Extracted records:

* Begin *

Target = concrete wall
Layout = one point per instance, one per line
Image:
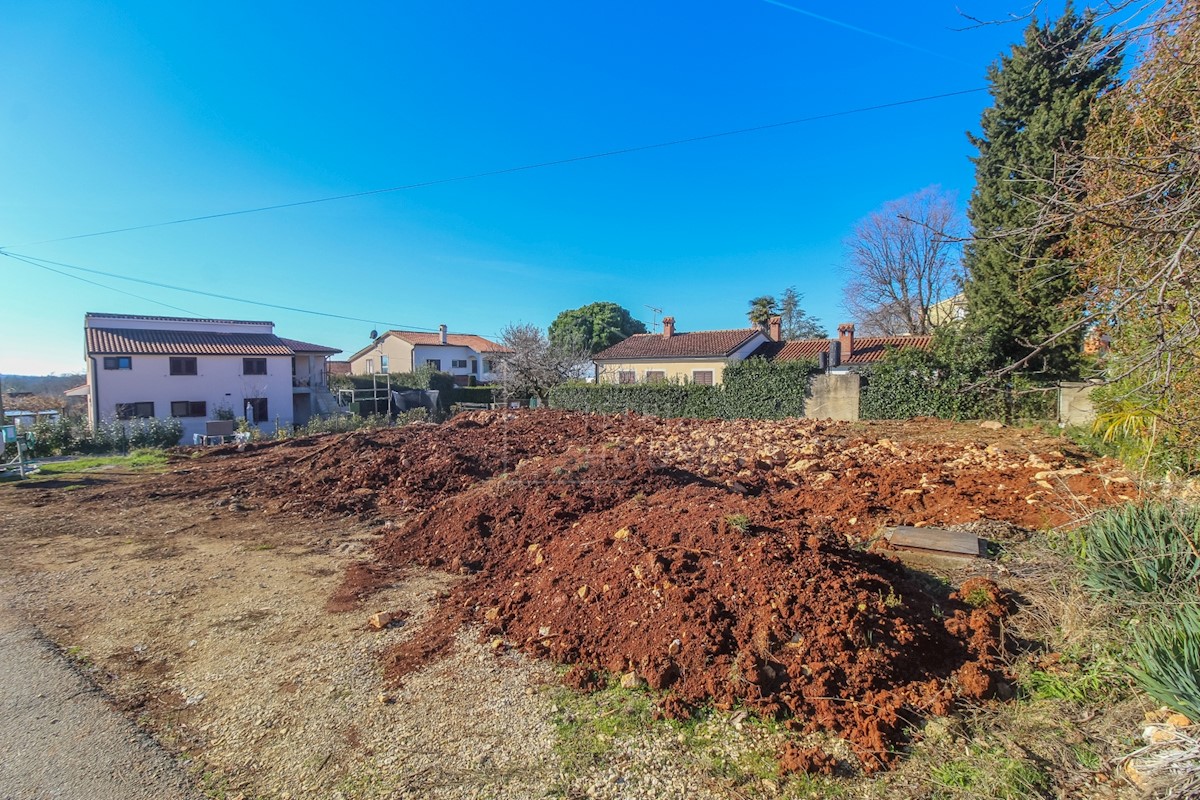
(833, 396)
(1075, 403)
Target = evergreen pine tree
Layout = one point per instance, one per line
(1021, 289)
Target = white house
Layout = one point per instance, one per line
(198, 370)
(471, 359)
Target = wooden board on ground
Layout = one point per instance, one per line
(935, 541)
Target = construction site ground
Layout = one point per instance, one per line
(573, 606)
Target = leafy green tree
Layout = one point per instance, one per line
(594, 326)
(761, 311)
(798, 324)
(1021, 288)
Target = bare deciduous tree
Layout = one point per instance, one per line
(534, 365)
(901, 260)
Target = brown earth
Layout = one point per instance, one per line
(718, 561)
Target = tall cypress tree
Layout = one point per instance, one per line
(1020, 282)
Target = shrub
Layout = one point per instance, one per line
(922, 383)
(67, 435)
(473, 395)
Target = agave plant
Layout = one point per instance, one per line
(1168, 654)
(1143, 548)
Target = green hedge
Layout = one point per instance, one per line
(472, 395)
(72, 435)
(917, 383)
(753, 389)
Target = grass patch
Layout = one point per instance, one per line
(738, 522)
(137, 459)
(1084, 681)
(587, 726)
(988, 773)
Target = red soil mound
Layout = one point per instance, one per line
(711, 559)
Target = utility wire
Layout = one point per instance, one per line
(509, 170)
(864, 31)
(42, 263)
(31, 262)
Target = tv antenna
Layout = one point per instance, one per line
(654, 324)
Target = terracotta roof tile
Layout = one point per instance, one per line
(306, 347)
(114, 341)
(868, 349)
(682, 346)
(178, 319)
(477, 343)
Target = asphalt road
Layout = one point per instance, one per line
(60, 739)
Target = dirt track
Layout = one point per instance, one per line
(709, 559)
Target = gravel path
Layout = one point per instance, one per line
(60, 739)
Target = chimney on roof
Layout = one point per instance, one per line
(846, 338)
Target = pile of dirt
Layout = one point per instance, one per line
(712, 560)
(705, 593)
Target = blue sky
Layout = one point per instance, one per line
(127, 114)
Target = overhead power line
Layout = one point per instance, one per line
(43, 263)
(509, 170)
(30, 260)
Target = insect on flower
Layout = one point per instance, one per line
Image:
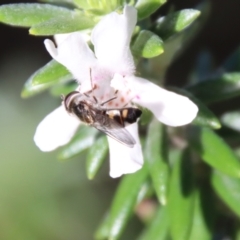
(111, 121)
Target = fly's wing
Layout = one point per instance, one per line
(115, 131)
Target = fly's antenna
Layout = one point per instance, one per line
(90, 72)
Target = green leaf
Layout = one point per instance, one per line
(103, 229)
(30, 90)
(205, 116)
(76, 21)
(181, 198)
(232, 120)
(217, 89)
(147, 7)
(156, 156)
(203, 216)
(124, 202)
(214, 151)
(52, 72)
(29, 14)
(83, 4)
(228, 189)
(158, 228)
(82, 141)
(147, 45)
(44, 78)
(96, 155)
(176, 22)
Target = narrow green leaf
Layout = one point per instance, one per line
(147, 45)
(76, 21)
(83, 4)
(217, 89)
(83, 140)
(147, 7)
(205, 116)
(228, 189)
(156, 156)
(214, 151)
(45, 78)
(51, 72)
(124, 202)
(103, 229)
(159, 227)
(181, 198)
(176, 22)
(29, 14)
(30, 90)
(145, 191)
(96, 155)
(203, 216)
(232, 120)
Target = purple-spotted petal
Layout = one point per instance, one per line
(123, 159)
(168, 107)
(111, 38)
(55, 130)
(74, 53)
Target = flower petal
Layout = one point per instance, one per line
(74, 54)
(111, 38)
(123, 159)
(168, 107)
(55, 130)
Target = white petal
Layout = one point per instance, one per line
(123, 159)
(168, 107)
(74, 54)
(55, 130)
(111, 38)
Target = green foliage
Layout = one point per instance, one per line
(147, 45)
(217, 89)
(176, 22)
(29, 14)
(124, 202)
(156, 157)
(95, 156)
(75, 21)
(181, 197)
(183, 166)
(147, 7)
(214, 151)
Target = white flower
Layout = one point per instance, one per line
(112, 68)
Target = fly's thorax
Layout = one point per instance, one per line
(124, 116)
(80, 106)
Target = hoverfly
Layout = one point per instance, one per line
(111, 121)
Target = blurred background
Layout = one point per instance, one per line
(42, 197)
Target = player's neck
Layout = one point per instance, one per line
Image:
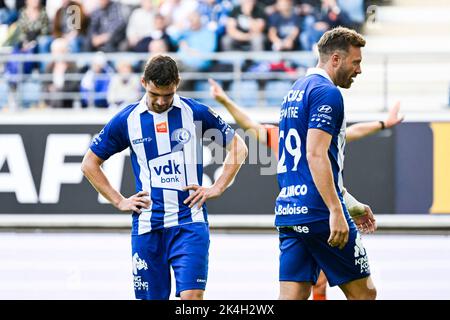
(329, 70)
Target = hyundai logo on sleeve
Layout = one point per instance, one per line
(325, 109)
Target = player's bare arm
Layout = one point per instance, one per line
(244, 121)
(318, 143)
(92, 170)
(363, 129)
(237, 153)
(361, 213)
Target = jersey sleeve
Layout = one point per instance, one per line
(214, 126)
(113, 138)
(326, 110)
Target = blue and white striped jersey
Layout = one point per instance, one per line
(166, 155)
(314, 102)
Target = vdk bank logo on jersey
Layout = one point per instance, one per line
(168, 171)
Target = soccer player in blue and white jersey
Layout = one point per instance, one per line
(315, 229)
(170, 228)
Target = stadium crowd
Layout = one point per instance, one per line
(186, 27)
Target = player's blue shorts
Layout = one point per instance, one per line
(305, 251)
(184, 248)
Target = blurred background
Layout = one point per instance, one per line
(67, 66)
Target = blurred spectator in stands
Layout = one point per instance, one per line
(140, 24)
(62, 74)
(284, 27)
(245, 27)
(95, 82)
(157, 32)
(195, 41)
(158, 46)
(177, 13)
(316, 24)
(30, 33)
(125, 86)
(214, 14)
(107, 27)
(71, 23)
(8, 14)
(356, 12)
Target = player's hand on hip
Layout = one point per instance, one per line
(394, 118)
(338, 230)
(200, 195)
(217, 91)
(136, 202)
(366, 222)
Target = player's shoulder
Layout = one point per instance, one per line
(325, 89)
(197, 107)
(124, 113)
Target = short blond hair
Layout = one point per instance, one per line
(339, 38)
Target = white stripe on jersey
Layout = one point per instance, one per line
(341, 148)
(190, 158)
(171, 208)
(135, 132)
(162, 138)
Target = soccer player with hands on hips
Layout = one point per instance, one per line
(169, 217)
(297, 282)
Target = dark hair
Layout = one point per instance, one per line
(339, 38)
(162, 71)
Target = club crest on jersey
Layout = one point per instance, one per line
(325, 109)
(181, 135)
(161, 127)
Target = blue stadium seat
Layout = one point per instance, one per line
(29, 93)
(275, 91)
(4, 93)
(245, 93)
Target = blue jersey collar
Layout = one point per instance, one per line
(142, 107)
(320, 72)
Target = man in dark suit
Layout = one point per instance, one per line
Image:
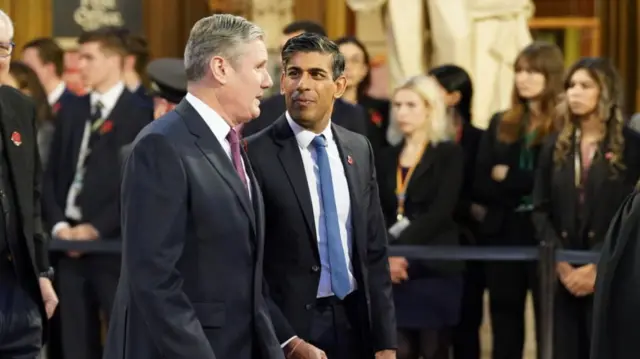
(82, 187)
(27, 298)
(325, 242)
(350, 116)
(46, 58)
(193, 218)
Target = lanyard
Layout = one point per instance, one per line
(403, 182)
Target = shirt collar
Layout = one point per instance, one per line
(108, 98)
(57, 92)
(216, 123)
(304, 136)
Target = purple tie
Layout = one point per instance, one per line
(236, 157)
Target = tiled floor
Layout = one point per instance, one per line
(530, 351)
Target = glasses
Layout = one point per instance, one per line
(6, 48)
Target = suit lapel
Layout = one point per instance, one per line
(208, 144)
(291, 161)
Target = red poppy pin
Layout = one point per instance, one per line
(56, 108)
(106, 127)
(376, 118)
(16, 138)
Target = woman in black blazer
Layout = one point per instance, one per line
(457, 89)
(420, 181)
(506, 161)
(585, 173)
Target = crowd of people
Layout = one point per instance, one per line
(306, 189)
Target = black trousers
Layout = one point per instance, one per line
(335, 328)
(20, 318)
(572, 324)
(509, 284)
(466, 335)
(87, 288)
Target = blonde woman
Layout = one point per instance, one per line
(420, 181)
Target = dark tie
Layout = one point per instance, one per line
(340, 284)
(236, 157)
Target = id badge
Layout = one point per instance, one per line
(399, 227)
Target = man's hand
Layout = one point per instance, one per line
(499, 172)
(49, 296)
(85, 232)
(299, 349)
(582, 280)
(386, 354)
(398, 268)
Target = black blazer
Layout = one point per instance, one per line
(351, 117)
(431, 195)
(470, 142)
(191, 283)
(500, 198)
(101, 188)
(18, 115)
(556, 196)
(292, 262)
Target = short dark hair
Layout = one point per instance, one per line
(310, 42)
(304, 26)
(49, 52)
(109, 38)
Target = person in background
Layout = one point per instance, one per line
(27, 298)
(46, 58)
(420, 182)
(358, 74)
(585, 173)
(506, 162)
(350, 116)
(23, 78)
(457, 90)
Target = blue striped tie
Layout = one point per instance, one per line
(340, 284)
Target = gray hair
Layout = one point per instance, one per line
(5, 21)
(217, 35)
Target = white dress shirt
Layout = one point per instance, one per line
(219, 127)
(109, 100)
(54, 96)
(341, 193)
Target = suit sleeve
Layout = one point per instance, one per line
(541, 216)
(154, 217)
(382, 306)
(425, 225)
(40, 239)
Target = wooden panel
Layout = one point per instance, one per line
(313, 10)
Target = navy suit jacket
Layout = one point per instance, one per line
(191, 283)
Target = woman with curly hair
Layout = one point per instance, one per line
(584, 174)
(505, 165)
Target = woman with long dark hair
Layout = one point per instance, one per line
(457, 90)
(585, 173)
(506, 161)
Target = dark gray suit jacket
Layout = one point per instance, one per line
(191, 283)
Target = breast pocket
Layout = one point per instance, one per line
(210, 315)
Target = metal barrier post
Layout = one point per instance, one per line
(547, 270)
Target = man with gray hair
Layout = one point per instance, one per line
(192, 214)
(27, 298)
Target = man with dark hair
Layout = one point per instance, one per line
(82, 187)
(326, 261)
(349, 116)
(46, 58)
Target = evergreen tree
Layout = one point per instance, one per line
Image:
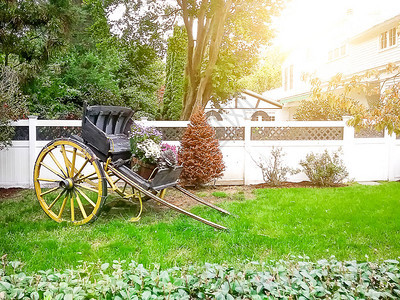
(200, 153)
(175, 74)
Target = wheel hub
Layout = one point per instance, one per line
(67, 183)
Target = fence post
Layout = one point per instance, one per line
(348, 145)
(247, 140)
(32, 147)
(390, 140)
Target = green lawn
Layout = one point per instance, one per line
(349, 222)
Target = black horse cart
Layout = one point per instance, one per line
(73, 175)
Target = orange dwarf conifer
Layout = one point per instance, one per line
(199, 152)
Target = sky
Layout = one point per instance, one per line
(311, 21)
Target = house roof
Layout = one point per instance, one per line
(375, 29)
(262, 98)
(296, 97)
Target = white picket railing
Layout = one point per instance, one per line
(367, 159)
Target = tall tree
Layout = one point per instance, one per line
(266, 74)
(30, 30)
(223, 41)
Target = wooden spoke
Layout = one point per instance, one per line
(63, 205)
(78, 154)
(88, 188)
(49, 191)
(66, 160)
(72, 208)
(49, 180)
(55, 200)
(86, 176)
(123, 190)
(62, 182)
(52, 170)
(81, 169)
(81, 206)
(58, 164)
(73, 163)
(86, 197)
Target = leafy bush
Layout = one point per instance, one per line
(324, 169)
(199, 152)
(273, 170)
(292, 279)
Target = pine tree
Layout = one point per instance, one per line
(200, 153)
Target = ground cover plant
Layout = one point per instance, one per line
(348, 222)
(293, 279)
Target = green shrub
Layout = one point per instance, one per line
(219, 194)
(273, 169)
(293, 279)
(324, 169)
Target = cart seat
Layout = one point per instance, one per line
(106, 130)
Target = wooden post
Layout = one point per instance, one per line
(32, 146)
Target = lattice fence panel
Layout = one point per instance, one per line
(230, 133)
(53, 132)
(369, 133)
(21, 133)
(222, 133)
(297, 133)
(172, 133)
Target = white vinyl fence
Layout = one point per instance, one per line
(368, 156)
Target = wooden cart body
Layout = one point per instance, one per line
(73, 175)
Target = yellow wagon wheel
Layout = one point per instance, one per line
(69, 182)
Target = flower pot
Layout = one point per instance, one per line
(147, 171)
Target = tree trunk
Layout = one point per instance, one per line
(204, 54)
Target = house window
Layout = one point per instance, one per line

* End *

Task brief: Copy out exactly the lines between the line with "Target = wooden post" and the last line of the entries, counting both of those lines.

Completed exercise:
Target = wooden post
Layout = one point per instance, one per line
(32, 146)
Target = lattice fence panel
Layout = one point per instance, one per line
(230, 133)
(53, 132)
(369, 133)
(21, 133)
(222, 133)
(297, 133)
(172, 133)
Target = white vinyl fence
Layout = one point per instance, one per line
(368, 156)
Target = wooden cart body
Layout = one point per instance, one per line
(73, 175)
Target = yellow wagon wheel
Layout = one point per instance, one per line
(69, 182)
Target = flower pot
Layout = one point per instance, one per line
(147, 171)
Target = tree trunk
Layout = one point per instance, one per line
(204, 54)
Target = house window
Layout = one point per instance, one per line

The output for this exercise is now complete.